Résumé : Depuis qu'elles sont disponibles “à la demande”, sur tous les écrans, les séries ont colonisé nos vies. Accessibles tout le temps et partout, elles remplissent les moindres temps morts et nous permettent de “déconnecter” après une journée de travail, tout en s'invitant dans nos conversations et en construisant nos imaginaires.
Ce phénomène, qui touche toutes les classes sociales, tous les âges, tous les niveaux culturels et toutes les sensibilités politiques, est indissociable d'une infrastructure numérique qui dégrade nos manières de vivre et de penser : diminution de l'attention et du temps de sommeil, surcharge informationnelle, surexcitation, consumérisme, etc. [...] En croisant réflexions sur le temps libre, la fiction, l'imaginaire, l'histoire et l'économie de l'attention, cet essai rend compte des effets délétères de ce « passe-temps » sur nos existences, trop pleines, ou plus exactement vides à craquer.
Les séries comme miroir de notre société contemporaine
Qui n’a jamais passé des heures, en perdant toute notion du temps, à enchaîner les épisodes de « Game of thrones » ou « Les chroniques de Bridgerton » ?
Le philosophe, Bertrand Cochard, propose dans son essai une critique stimulante des séries. Il nous invite à voir dans ces récits fictionnels plus qu’un simple loisir, mais plutôt un miroir idéologique de notre société contemporaine. S’appuyant sur les travaux de Guy Debord, Harmut Rosa, Hannah Arendt ou plus récemment le concept de captologie (cette science de l’attention, dont les experts créent des contenus et interfaces numériques qui « captent » notre intérêt), il questionne les raisons pour lesquelles les séries ont pris une telle importance dans nos quotidiens.

Données recueillies:
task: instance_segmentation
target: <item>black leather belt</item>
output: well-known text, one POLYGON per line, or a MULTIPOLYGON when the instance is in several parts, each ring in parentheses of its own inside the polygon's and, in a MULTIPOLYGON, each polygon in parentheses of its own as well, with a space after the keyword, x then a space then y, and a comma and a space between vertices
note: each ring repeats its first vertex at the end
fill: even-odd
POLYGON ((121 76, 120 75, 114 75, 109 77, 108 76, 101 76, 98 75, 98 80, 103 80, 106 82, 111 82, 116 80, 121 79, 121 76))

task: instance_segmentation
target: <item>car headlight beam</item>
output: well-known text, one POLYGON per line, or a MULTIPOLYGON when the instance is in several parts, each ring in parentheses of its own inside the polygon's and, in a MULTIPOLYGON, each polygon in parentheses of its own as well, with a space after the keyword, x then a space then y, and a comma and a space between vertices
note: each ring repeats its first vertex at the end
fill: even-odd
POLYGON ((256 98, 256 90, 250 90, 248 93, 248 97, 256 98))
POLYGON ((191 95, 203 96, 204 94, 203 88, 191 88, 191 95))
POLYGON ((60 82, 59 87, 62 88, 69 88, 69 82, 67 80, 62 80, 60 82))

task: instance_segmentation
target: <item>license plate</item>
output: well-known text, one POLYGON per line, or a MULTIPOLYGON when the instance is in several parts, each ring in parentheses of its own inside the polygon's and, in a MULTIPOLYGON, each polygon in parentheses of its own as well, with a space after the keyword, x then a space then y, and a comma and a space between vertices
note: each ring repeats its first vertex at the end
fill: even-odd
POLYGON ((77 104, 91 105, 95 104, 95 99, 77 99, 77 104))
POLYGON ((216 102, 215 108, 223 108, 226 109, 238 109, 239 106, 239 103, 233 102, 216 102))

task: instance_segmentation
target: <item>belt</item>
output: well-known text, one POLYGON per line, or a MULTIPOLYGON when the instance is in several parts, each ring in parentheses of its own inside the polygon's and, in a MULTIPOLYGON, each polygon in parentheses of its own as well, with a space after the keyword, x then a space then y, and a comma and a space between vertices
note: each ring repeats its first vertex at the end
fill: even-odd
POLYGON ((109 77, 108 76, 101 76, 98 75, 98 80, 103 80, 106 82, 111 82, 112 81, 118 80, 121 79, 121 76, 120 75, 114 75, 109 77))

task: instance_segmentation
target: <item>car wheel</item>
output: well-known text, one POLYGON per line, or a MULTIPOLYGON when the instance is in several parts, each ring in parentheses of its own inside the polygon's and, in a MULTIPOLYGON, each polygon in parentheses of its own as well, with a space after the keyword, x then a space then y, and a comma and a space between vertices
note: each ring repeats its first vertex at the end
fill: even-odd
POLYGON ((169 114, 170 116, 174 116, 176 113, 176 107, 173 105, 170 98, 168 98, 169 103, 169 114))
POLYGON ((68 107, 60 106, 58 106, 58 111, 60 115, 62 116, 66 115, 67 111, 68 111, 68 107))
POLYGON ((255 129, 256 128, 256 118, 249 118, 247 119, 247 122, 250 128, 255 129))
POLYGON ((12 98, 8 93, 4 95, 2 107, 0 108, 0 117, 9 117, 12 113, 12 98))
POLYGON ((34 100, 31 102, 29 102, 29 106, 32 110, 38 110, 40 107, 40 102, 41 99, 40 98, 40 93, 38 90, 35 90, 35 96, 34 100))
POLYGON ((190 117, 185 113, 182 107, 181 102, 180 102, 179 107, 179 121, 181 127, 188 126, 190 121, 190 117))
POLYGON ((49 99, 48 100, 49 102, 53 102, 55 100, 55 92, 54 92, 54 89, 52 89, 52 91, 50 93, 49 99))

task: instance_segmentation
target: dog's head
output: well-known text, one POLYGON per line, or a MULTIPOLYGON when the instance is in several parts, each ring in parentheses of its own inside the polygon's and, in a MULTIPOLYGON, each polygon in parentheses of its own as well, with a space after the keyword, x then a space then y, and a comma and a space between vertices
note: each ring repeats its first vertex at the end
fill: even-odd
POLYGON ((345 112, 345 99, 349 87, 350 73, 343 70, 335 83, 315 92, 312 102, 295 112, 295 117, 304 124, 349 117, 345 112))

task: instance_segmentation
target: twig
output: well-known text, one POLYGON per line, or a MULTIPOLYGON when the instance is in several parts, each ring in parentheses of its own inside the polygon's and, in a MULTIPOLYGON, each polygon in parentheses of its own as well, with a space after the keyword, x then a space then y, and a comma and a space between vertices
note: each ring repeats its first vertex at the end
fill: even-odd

- [Consignes]
#1 D'après le texte sur les séries, quel philosophe propose dans son essai une critique des séries ?
#2 Dites si chaque phrase s'accorde avec le texte sur les séries, par oui ou non, en citant les mots du texte qui tranchent.
(a) Le phénomène des séries ne touche que les jeunes.
(b) L'essai s'appuie entre autres sur les travaux d'Hannah Arendt.
(c) La baisse du temps de sommeil fait partie des effets cités.
#3 Recopiez mot pour mot le passage du texte sur les séries qui commence par « Résumé : Depuis » et va jusqu'à « construisant nos imaginaires. ».

- [Réponses]
#1 Bertrand Cochard.

#2
(a) Non : « touche toutes les classes sociales, tous les âges, tous les niveaux culturels et toutes les sensibilités politiques ».
(b) Oui : « S’appuyant sur les travaux de Guy Debord, Harmut Rosa, Hannah Arendt ».
(c) Oui : « diminution de l'attention et du temps de sommeil ».

#3
Résumé : Depuis qu'elles sont disponibles “à la demande”, sur tous les écrans, les séries ont colonisé nos vies. Accessibles tout le temps et partout, elles remplissent les moindres temps morts et nous permettent de “déconnecter” après une journée de travail, tout en s'invitant dans nos conversations et en construisant nos imaginaires.